Textauszug
◆ ◆ ◆ ◆

Vor wenigen Tagen wurde dann bekannt, dass der FC Liverpool rund 130 Millionen Euro für Moisés Caicedo von Brighton bot - kein Weltklasse-Spieler. Der frühere BVB-Trainer gab zu: "Alles hat sich verändert. Gefällt mir das? Nein. Habe ich verstanden, dass ich falsch lag? Ja, absolut."

Diese irren Summen gehen nicht mehr für die besten Spieler der Welt über die Ladentheke, wie von 2009 bis 2016, als für Cristiano Ronaldo, Gareth Bale und Paul Pogba Weltrekord-Summen um die 100 Millionen Euro flossen. Und auch nicht mehr nur für gestandene Top-Akteure wie Coutinho, Antoine Griezmann, Ousmane Dembélé oder Romelu Lukaku - sondern für Spieler, die vor diesem Sommer einen Bruchteil davon wert gewesen wären. Doch der FC Chelsea und seine neuen US-Besitzer sowie Saudi-Arabien bringen den europäischen Markt völlig außer Kontrolle.

Natürlich könnte man argumentieren, dass der Transfermarkt aufgrund des "Neymar-Effekts", der 2017 für 222 Millionen vom FC Barcelona zu PSG ging, schon seit einiger Zeit völlig aus den Fugen geraten ist. Doch durch die leichte Ruhe während der Corona-Pandemie hatten wir alle die Hoffnung, dass dieser Wahnsinn endlich zumindest abflacht.

◆ ◆ ◆ ◆

Gegebene Zeilen
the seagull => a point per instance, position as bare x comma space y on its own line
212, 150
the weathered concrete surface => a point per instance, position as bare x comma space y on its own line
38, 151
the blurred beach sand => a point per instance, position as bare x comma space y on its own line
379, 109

◆ ◆ ◆ ◆

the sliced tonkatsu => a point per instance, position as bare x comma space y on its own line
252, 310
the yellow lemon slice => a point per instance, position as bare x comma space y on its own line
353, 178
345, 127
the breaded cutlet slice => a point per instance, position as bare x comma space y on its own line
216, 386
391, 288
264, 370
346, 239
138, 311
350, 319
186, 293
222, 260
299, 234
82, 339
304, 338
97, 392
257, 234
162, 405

◆ ◆ ◆ ◆

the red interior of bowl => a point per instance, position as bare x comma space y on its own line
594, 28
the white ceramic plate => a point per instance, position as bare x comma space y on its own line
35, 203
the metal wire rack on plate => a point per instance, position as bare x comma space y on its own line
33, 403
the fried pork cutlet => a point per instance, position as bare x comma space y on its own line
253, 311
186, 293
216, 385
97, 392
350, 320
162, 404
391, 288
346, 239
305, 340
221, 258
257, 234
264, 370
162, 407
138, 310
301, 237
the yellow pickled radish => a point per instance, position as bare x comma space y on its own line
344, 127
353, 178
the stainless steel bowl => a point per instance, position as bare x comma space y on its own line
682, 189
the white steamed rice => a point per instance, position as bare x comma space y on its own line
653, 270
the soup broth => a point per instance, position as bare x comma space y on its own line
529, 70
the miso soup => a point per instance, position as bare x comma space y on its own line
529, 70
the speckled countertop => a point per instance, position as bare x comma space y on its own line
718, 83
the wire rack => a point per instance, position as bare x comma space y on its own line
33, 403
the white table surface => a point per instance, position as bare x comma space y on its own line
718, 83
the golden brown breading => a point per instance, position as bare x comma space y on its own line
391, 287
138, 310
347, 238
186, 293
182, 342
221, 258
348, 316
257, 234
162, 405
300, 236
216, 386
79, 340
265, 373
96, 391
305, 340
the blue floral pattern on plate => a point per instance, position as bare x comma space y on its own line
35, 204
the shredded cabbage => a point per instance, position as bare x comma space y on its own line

◆ ◆ ◆ ◆

Aufgabe A
Stimmen die folgenden Aussagen mit dem Textauszug zum Transfermarkt überein? Antworte jeweils mit Ja oder Nein und zitiere die entscheidenden Worte wörtlich. (i) Der FC Liverpool bot rund 130 Millionen Euro für Moisés Caicedo. (ii) Neymar wechselte 2017 für 222 Millionen von PSG zum FC Barcelona. (iii) Dem früheren BVB-Trainer gefällt die Entwicklung.
Aufgabe B
Schreibe den Textauszug zum Transfermarkt nach seinem letzten Satz weiter.

Lösung A
(i) Ja: „dass der FC Liverpool rund 130 Millionen Euro für Moisés Caicedo von Brighton bot“
(ii) Nein: „der 2017 für 222 Millionen vom FC Barcelona zu PSG ging“
(iii) Nein: „Gefällt mir das? Nein.“

Lösung B
Aber nichts da: Gerade in diesem Jahr 2023 hat der Transfermarkt eine neue, noch irrere Wendung genommen: Auch für nicht gestandene Spieler, die nicht Weltklasse, nicht einmal sehr gut sind, fließen jetzt die Mega-Summen. Der Unruhestifter heißt FC Chelsea, die UEFA lässt die Londoner damit davonkommen.

Und auch der FC Bayern München hat die legendäre 100-Millionen-Euro-Schallmauer nun durchbrochen.

Wie SPOX anhand der folgenden zehn Deals zeigt, ist der Markt völlig überhitzt. Davon lässt sich sogar Klopp anstecken.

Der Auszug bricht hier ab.